▸ **Trecho do documento**

•••

Exercícios sobre a literatura de Machado de Assis (com gabarito)
Teste seus conhecimentos com os exercícios comentados sobre a literatura de Machado de Assis. Depois, continue estudando sobre o tema.
Questão 1
Texto I
Meu pai, que não me esperava, abraçou-me cheio de ternura e agradecimento. “— Agora é deveras?, disse ele. Posso enfim...?”
Deixei-o nessa reticência, e fui descalçar as botas, que estavam apertadas. Uma vez aliviado, respirei à larga, e deitei-me a fio comprido, enquanto os pés, e todo eu atrás deles, entrávamos numa relativa bem-aventurança. Então considerei que as botas apertadas são uma das maiores venturas da Terra, porque, fazendo doer os pés, dão azo ao prazer de as descalçar. Mortifica os pés, desgraçado, desmortifica-os de- pois, e aí tens a felicidade barata, ao sabor dos sapateiros e de Epicuro¹ . [...] Quatro ou cinco dias depois, saboreava esse rápido, inefável e incoercível momento de gozo, que sucede a uma dor pungente, a uma preocupação, a um incômodo... Daqui inferi eu que a vida é o mais engenhoso dos fenômenos, porque só aguça a fome, com o fim de deparar a ocasião de comer, e não inventou os calos, senão porque eles aperfeiçoam a felicidade terrestre. Em verdade vos digo que toda a sabedoria humana não vale um par de botas curtas.

•••

▸ **Dados fornecidos**
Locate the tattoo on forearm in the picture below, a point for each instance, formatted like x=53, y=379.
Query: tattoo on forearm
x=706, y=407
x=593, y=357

•••

▸ **Enunciado 1**
Responda com base no texto sobre a literatura de Machado de Assis:
(a) Como o pai recebe quem narra, logo no início do trecho?
(b) O que quem narra vai fazer depois de deixar o pai "nessa reticência"?
(c) Segundo a última frase, o que toda a sabedoria humana não vale?
▸ **Enunciado 2**
Prossiga com o texto sobre a literatura de Machado de Assis a partir do ponto em que ele termina.
Os dados formam um material à parte e não pertencem ao texto sobre a literatura de Machado de Assis.

▸ **Resposta 1**
(a) O pai abraça quem narra cheio de ternura e agradecimento.
(b) Vai descalçar as botas, que estavam apertadas.
(c) Toda a sabedoria humana não vale um par de botas curtas.

▸ **Resposta 2**
Tu, minha Eugênia, é que não as descalçaste nunca; foste aí pela estrada da vida, manquejando da perna e do amor, triste como os enterros pobres, solitária, calada, laboriosa, até que vieste também para esta outra margem...
[...]
(Memórias póstumas de Brás Cubas, 2008.)
Texto II
E aplaude-se sempre.
E não é de mim que falo, que eu gosto disto; os outros é que se enfastiam e cansam de tanta barafusta, sempre a mesma... Mas enfim o que digo é que na província não há tal fastio, que esquece a canseira, e que nem o sublime galimatias do ridículo dali se percebe.
Peço aos ilustres puritanos que, á força de sublimado quinhentista, têm conseguido levar a língua à decrepitude para curar de suas enfermidades francesas, peço-lhes que me perdoem o galimatias, porque ele é muito mais português que outra coisa. A célebre oração Pro gallo Mathiae deu origem a esta bela e expressiva palavra, que sim foi procriada em francês, mas hoje precisamos cá muito mais bela que em parte nenhuma.
Volto já da digressão filológica: tornemos à ótica e à catótrica.
Grande coisa é a distância.
[...]
GARRET, Almeida. Viagens na minha terra. [s.l.]: Ediouro, [s.d.].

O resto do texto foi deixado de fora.